Source material Block Start

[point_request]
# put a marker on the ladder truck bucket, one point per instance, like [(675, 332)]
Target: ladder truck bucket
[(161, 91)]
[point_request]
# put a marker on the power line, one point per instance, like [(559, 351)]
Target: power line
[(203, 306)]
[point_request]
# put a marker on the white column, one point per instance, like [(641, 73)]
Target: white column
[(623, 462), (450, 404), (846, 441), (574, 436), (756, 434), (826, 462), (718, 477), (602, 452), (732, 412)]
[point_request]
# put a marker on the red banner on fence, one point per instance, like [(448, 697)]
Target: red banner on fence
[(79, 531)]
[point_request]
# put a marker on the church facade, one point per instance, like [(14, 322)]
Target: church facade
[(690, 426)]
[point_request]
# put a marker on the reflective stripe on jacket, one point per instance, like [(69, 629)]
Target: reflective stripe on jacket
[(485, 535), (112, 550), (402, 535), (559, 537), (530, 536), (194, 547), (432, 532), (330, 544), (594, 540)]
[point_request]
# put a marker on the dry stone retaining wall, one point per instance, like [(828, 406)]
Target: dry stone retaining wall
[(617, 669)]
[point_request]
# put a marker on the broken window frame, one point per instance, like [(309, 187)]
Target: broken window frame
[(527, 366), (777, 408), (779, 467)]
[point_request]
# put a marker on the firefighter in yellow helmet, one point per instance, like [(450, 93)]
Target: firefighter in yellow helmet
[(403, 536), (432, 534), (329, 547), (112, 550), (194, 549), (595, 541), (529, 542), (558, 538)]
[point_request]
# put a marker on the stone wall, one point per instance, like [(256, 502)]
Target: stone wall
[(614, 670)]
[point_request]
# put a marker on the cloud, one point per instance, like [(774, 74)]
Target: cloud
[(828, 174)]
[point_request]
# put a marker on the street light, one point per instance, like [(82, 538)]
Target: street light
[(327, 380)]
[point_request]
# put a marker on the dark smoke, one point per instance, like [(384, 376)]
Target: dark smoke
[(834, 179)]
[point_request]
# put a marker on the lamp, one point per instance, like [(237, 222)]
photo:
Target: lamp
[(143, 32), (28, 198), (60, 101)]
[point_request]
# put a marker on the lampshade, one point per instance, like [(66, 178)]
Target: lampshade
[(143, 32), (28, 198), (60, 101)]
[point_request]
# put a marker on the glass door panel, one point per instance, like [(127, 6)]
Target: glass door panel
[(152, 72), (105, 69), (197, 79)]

Source material Block End

**Your objective**
Repeat every record, keeping each line exactly as it is.

**Answer below**
[point_request]
# put a marker on the ladder truck bucket, one point per instance, like [(675, 332)]
Target: ladder truck bucket
[(161, 91)]
[point_request]
# put a marker on the power line, one point per instance, like [(559, 351)]
Target: power line
[(203, 306)]
[point_request]
# put a marker on the white column, one point per instance, like [(641, 73)]
Target: white column
[(623, 462), (450, 404), (846, 441), (574, 436), (756, 434), (826, 462), (718, 477), (602, 452), (732, 412)]
[point_request]
# put a marker on the red banner on fence, one point per instance, like [(448, 697)]
Target: red banner on fence
[(79, 531)]
[point_request]
# put a marker on the church facade, one point per instance, like [(14, 322)]
Target: church facade
[(690, 426)]
[point_request]
# put a marker on the reflective stripe on jacket, one point per instance, like [(69, 629)]
Target: reflective stripe on jacket
[(485, 535), (112, 550), (402, 535), (559, 537), (530, 536), (194, 547), (432, 532), (330, 544), (594, 540)]
[point_request]
# put a marker on the dry stone retaining wall, one point per instance, like [(828, 406)]
Target: dry stone retaining wall
[(617, 669)]
[point_request]
# put a marker on the broken window frame, one point per instance, like [(309, 187)]
Target: broken window frame
[(527, 366), (777, 408), (779, 467)]
[point_request]
# put a marker on the firefighter in yellow helmet, one point per instance, like [(450, 93)]
Target: firefighter in yellow helmet
[(403, 536), (432, 534), (329, 547), (112, 550), (194, 549), (595, 541), (529, 542), (558, 538)]
[point_request]
# put a marker on the stone wall, one point per instance, like [(256, 502)]
Target: stone wall
[(614, 670)]
[point_request]
# put a marker on the cloud, one point per instance, like [(774, 74)]
Target: cloud
[(828, 174)]
[point_request]
# put a marker on the street light, one point per instance, like [(82, 538)]
Target: street light
[(327, 380)]
[point_request]
# put a marker on the dark smoke, one point per instance, like [(384, 376)]
Target: dark smoke
[(834, 179)]
[point_request]
# put a marker on the lamp, one point per instance, like [(237, 222)]
photo:
Target: lamp
[(143, 32), (28, 198), (60, 101)]
[point_request]
# put a marker on the lampshade, one point per instance, like [(66, 178)]
Target: lampshade
[(143, 32), (28, 198), (60, 101)]
[point_request]
# put a marker on the glass door panel, one point per instance, like [(127, 6)]
Target: glass door panel
[(152, 72), (105, 69), (197, 79)]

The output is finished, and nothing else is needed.